[Image-grounded pointing data]
====
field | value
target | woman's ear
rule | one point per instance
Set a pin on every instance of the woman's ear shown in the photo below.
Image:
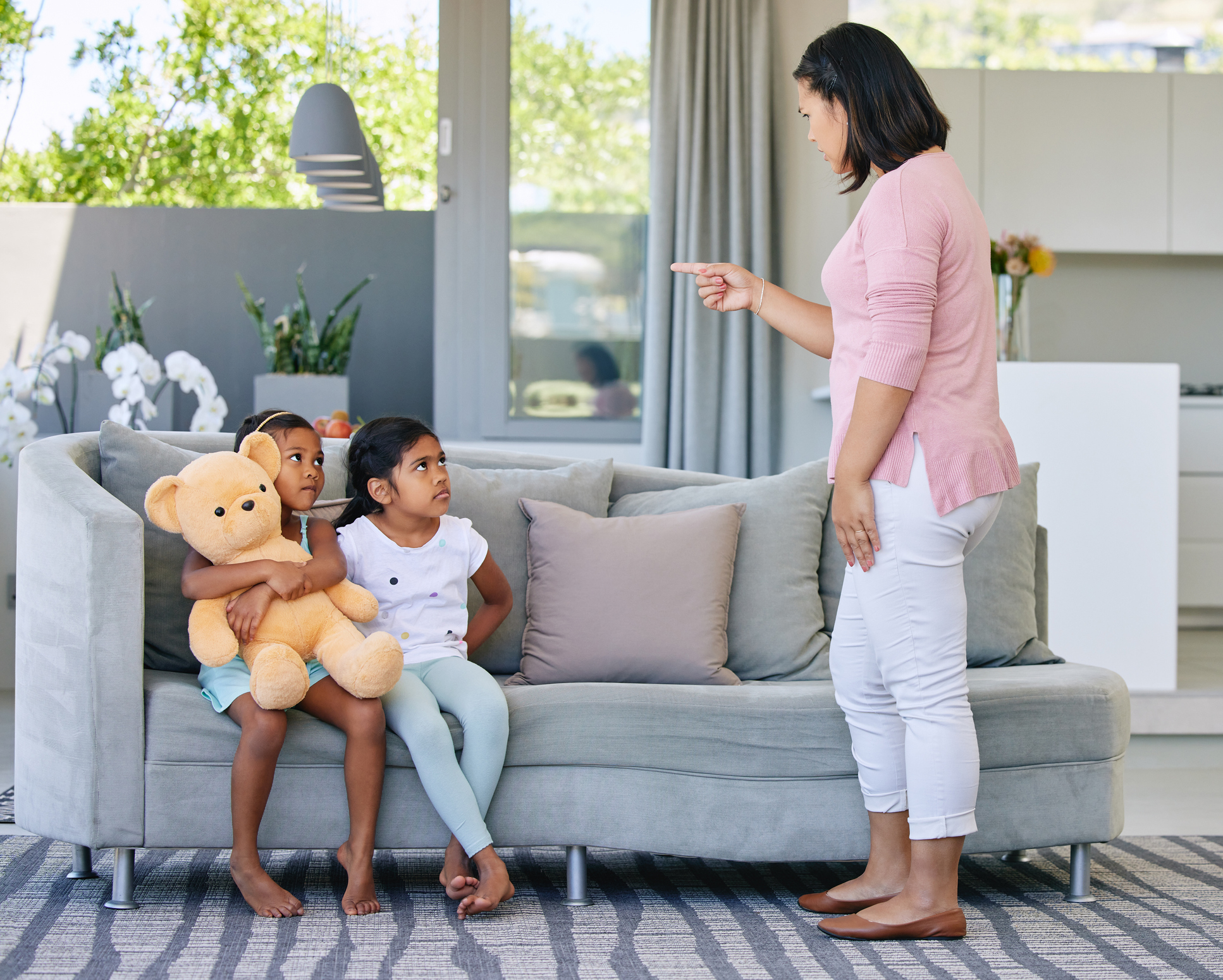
(262, 448)
(159, 505)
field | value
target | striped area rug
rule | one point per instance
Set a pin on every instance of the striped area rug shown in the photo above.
(1160, 914)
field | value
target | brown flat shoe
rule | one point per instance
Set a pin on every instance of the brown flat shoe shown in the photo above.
(947, 925)
(830, 905)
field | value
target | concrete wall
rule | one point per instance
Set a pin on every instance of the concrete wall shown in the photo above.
(55, 264)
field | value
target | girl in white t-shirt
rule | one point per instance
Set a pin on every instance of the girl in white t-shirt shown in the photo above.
(403, 546)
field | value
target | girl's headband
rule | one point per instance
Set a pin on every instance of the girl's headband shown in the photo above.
(269, 419)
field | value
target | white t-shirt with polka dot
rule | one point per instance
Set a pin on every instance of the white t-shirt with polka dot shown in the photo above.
(422, 592)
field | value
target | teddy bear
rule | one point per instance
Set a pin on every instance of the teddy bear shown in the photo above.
(226, 508)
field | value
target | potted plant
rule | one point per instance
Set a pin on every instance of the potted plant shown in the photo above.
(306, 362)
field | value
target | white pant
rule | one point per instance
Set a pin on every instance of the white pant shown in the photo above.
(899, 659)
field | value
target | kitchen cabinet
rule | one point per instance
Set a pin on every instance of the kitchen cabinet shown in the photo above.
(1080, 158)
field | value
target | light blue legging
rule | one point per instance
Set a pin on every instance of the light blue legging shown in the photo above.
(460, 792)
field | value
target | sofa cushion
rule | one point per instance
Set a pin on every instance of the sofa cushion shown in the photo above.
(130, 463)
(670, 573)
(775, 632)
(491, 499)
(1031, 716)
(181, 726)
(1000, 583)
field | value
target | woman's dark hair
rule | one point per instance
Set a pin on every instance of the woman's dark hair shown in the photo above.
(374, 451)
(606, 369)
(892, 115)
(281, 422)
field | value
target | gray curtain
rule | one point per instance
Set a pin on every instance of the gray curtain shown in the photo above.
(711, 379)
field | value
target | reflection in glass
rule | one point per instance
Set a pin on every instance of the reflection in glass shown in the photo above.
(579, 195)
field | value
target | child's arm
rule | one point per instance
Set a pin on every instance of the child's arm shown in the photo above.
(202, 579)
(328, 565)
(495, 589)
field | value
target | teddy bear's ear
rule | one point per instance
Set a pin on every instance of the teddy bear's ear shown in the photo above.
(159, 505)
(263, 450)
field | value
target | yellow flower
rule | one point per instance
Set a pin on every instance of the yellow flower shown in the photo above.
(1042, 261)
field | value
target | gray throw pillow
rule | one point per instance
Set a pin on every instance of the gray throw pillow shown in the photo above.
(1000, 582)
(776, 628)
(491, 499)
(130, 464)
(629, 600)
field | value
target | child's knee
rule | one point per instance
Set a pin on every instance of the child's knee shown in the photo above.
(366, 721)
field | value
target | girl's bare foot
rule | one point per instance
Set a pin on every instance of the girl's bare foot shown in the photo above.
(261, 892)
(457, 870)
(359, 897)
(493, 888)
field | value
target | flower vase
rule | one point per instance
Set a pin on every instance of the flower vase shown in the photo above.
(1014, 328)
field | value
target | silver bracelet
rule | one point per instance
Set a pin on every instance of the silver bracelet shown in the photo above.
(761, 305)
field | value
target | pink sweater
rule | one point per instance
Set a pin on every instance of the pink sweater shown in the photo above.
(914, 307)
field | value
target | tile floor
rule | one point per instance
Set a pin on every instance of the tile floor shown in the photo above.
(1173, 783)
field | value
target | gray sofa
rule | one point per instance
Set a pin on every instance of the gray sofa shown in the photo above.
(111, 754)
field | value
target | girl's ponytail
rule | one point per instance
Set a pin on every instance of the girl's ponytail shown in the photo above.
(374, 451)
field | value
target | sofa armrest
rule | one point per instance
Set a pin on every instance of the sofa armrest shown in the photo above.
(1042, 585)
(80, 697)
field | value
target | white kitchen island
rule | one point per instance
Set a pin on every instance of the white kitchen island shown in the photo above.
(1106, 436)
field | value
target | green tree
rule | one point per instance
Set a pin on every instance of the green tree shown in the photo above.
(202, 116)
(579, 126)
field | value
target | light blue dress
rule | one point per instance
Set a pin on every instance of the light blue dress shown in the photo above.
(223, 685)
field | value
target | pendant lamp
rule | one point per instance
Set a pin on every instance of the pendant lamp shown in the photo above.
(326, 128)
(343, 199)
(352, 170)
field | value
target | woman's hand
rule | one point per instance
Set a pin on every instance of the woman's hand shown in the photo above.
(247, 611)
(289, 580)
(723, 286)
(854, 519)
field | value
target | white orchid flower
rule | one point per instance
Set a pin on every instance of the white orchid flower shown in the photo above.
(179, 365)
(123, 362)
(77, 344)
(128, 388)
(209, 416)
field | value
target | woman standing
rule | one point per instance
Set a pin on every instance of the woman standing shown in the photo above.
(920, 459)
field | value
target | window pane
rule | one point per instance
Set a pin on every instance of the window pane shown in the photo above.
(579, 202)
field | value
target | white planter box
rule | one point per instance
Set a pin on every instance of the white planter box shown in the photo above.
(310, 395)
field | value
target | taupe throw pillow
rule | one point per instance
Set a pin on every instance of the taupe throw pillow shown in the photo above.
(630, 600)
(489, 498)
(776, 628)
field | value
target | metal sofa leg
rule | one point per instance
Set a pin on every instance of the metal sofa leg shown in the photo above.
(575, 875)
(82, 863)
(1080, 874)
(123, 885)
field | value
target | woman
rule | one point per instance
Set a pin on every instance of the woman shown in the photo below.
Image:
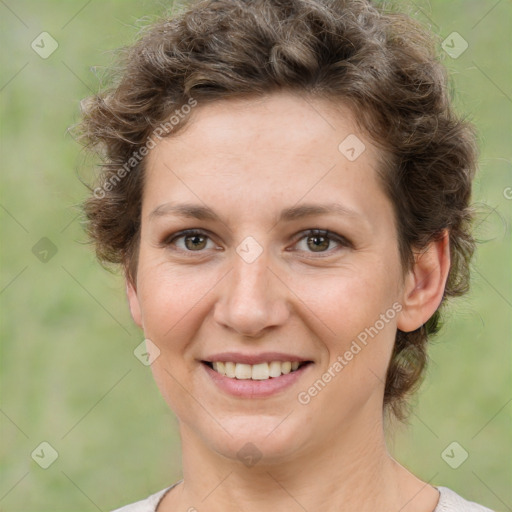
(287, 189)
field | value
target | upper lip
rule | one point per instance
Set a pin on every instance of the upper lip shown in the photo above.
(263, 357)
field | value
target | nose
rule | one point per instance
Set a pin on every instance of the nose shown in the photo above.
(252, 300)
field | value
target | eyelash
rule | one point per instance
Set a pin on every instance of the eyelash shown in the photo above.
(331, 236)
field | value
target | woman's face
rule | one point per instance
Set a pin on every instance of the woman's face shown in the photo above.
(253, 286)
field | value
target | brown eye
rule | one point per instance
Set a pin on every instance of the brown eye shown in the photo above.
(193, 241)
(319, 241)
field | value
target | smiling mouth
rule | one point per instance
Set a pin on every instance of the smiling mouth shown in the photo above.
(261, 371)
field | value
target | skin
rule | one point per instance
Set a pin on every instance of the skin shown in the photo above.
(247, 160)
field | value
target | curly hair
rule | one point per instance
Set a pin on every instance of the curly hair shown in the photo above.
(381, 64)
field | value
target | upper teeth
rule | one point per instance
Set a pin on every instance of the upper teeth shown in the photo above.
(261, 371)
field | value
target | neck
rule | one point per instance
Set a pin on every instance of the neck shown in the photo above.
(352, 471)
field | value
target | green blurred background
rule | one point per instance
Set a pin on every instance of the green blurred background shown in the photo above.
(68, 373)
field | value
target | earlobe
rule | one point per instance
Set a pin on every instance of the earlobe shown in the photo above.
(425, 284)
(133, 302)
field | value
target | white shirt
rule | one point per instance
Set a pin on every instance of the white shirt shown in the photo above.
(449, 501)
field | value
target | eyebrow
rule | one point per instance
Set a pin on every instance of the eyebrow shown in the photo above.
(200, 212)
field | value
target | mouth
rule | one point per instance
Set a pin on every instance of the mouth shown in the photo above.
(256, 372)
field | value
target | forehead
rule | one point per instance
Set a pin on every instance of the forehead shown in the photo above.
(264, 152)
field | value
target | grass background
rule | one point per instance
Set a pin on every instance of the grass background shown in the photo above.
(68, 374)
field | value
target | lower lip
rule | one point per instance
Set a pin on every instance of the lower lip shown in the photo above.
(248, 388)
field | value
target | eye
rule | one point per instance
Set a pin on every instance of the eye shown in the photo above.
(319, 240)
(194, 240)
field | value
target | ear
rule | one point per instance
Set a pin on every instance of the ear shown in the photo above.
(133, 301)
(425, 284)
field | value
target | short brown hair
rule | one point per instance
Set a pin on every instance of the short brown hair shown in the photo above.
(383, 65)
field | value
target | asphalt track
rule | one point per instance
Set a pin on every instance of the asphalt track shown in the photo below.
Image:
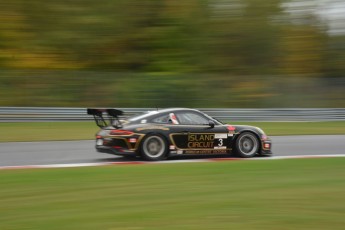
(73, 152)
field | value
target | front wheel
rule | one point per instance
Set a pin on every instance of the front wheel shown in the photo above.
(247, 145)
(154, 148)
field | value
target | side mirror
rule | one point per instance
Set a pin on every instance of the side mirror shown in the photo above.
(211, 123)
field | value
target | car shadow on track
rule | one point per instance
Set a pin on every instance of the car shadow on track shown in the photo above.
(127, 159)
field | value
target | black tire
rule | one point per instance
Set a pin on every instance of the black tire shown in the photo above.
(247, 145)
(154, 148)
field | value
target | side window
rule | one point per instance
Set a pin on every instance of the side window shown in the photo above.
(191, 119)
(164, 119)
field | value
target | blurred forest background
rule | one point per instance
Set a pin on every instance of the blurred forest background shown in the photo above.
(163, 53)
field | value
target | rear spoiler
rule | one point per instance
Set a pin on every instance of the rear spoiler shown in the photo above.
(113, 117)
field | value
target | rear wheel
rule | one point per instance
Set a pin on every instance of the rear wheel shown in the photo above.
(154, 148)
(247, 145)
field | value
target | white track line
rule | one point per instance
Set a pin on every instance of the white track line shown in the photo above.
(165, 162)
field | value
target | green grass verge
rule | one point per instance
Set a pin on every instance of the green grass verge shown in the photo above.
(279, 194)
(44, 131)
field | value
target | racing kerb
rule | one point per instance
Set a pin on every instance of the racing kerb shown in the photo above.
(21, 114)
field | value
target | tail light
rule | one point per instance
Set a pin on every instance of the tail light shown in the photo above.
(120, 132)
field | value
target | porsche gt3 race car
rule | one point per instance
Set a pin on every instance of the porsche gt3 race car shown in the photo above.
(157, 135)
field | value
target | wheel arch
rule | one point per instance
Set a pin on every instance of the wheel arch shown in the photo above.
(257, 135)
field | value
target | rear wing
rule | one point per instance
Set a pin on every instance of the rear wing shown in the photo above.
(112, 117)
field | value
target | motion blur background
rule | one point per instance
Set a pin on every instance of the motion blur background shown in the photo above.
(163, 53)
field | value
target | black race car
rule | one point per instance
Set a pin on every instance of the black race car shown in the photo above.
(159, 134)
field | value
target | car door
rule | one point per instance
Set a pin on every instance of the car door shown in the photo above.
(194, 134)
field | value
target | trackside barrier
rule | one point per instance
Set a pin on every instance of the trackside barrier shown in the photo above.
(22, 114)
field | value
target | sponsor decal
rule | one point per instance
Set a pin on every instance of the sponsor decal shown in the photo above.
(200, 141)
(152, 127)
(132, 140)
(221, 136)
====
• Activity:
Each line of the entries holding the string "asphalt" should be found and copied.

• Your response:
target | asphalt track
Set a pin on every instance of the asphalt track shown in the photo below.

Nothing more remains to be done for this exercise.